__Data for the task__:

::::::::::

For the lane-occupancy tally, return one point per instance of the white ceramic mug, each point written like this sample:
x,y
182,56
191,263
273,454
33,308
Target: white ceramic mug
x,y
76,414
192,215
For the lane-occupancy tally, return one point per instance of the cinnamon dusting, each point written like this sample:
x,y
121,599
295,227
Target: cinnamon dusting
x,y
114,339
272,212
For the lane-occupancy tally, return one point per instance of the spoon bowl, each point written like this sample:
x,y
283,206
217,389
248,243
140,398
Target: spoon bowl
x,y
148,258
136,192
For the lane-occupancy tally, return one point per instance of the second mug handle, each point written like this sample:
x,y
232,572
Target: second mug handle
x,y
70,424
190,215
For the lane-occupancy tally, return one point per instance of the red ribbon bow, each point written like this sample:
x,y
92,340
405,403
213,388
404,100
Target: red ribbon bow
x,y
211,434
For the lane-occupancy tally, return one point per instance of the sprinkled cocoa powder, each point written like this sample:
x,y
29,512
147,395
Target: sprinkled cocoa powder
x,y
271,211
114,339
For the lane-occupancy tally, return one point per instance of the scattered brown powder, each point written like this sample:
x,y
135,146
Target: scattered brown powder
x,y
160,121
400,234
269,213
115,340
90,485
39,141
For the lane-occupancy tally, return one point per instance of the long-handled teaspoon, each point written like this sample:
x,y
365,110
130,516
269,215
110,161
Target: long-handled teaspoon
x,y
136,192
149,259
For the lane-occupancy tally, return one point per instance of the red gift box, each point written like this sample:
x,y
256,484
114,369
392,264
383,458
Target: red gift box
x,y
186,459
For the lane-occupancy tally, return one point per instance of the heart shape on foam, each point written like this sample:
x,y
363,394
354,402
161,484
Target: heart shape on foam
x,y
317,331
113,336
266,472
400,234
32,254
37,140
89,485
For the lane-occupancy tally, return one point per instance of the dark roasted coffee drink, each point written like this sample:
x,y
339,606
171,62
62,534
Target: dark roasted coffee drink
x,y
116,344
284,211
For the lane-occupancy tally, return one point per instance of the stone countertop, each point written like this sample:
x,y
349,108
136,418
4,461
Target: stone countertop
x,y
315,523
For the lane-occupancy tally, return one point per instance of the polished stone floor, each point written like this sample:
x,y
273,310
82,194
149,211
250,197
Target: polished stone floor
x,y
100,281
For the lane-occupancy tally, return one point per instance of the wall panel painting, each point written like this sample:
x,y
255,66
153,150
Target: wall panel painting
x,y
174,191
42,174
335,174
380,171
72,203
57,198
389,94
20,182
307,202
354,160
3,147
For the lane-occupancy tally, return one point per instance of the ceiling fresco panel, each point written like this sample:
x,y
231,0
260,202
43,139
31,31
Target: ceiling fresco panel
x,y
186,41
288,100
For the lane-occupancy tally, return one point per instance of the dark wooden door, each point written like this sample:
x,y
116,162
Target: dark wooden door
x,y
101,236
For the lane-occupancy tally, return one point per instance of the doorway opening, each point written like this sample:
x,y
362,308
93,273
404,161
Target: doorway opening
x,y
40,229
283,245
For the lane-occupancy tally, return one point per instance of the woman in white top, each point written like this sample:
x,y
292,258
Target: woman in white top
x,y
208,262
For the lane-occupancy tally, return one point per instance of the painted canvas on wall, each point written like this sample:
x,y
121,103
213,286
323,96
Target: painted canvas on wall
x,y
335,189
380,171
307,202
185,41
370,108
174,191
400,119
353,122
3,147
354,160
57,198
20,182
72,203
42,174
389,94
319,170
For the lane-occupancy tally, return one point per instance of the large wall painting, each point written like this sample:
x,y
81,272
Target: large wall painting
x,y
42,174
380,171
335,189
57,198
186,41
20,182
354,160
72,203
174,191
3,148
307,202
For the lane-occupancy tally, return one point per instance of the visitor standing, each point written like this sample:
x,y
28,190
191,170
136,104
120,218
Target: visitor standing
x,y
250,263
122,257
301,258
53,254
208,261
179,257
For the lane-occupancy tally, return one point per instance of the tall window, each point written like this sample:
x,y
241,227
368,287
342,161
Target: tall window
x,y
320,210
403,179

::::::::::

__Direction__:
Would you reproduce the material above in full, exactly as given?

__Expected answer__:
For the lane-occupancy tally, return one point per instance of the white ceramic mug, each point written like this sample:
x,y
182,56
191,263
273,454
33,308
Target: white ceramic mug
x,y
76,414
192,215
For the lane-occupancy tally, return one point per instance of the cinnamon dusting, each point written like this sample:
x,y
121,599
295,227
Target: cinnamon dusting
x,y
114,339
272,212
For the lane-occupancy tally, return one point per instance of the spoon bowl, each point written like this sample:
x,y
283,206
217,389
248,243
140,398
Target: spoon bowl
x,y
148,258
136,192
For the lane-occupancy tally, return one point per instance of the second mug handle, each point written like this sample:
x,y
232,572
Target: second mug handle
x,y
70,424
190,215
For the lane-occupancy tally, return one point per instance of the red ribbon bow, each point written like this sample:
x,y
92,340
405,403
213,388
404,100
Target: red ribbon bow
x,y
211,434
For the lane-occupancy tally, return one point per instance of the sprinkled cocoa powder, each point written like this sample:
x,y
29,512
147,395
Target: sprinkled cocoa powder
x,y
271,211
114,339
For the lane-occupancy tally, return one point per instance of the scattered brown powder, each point written like this sample:
x,y
135,146
Target: scattered brown powder
x,y
160,121
400,234
269,213
115,340
90,485
39,141
For the lane-occupancy tally, return one point per instance of the long-handled teaspoon, each point written like this sample:
x,y
365,110
130,516
269,215
110,161
Target: long-handled teaspoon
x,y
136,192
149,259
For the lane-occupancy tally, return one point per instance of the red gift box, each point written like this sample:
x,y
256,484
114,369
392,264
383,458
Target: red gift box
x,y
186,459
For the lane-occupancy tally, return one point per instance of the heart shape on foam, each point written like this sample:
x,y
363,394
354,402
161,484
Target: heart shape on foam
x,y
317,331
113,336
266,472
400,234
32,254
37,140
89,485
For the lane-occupancy tally, return one point per instance of the dark roasted coffee drink, each point written like this sample:
x,y
339,606
171,62
62,534
Target: dark roasted coffee drink
x,y
116,344
284,211
For the lane-occupancy tally, return one point per instance of the stone countertop, each point written like this sample:
x,y
349,108
136,418
4,461
Target: stone countertop
x,y
315,523
For the lane-occupancy tally, return one point per instance of the polished stone floor, each point written like this sample:
x,y
273,310
82,194
149,211
250,197
Target: polished stone floor
x,y
100,281
For the lane-occupancy tally, return one point per instance of the wall panel painting, each point written like this sample:
x,y
255,66
153,150
Target: wall panel painting
x,y
174,191
42,174
335,174
380,171
72,203
57,198
389,94
20,182
307,202
354,160
3,147
For the lane-occupancy tally, return one point per instance of the ceiling fresco panel, each point written like this sample:
x,y
231,0
260,202
43,139
31,31
Target: ceiling fresco panel
x,y
186,41
288,100
For the lane-occupancy tally, return one point per instance of the dark wooden door, each point written like this sample:
x,y
116,162
Target: dark wooden door
x,y
101,236
For the lane-occupancy tally, return one point per instance of the doorway opening, each point written like this sample:
x,y
362,308
93,273
404,161
Target: doorway opening
x,y
40,229
283,245
For the lane-occupancy tally, return one point per instance of the woman in white top, each point written like this sample:
x,y
292,258
Target: woman in white top
x,y
208,262
For the lane-occupancy tally, return one point per instance of the painted canvas on wall, each point written like this sample:
x,y
121,103
213,286
323,96
Target: painted canvas on wall
x,y
335,189
380,171
307,202
185,41
370,108
174,191
400,119
353,122
3,147
354,160
57,198
20,182
72,203
42,174
389,94
319,170
For the lane-occupancy tally, return one point per instance of the large wall painting, each point written like this sample:
x,y
81,272
Target: large wall painting
x,y
42,174
380,171
335,189
57,198
186,41
20,182
354,160
72,203
174,191
3,148
307,202
For the lane-occupancy tally, return one point per instance of the visitor standing, each point written like this sample:
x,y
28,190
191,170
136,104
120,218
Target: visitor standing
x,y
250,263
122,257
301,258
53,254
208,261
179,257
For the lane-occupancy tally, return one point per instance of the tall window, each point written like this sample:
x,y
241,227
368,287
342,161
Target: tall window
x,y
320,210
403,179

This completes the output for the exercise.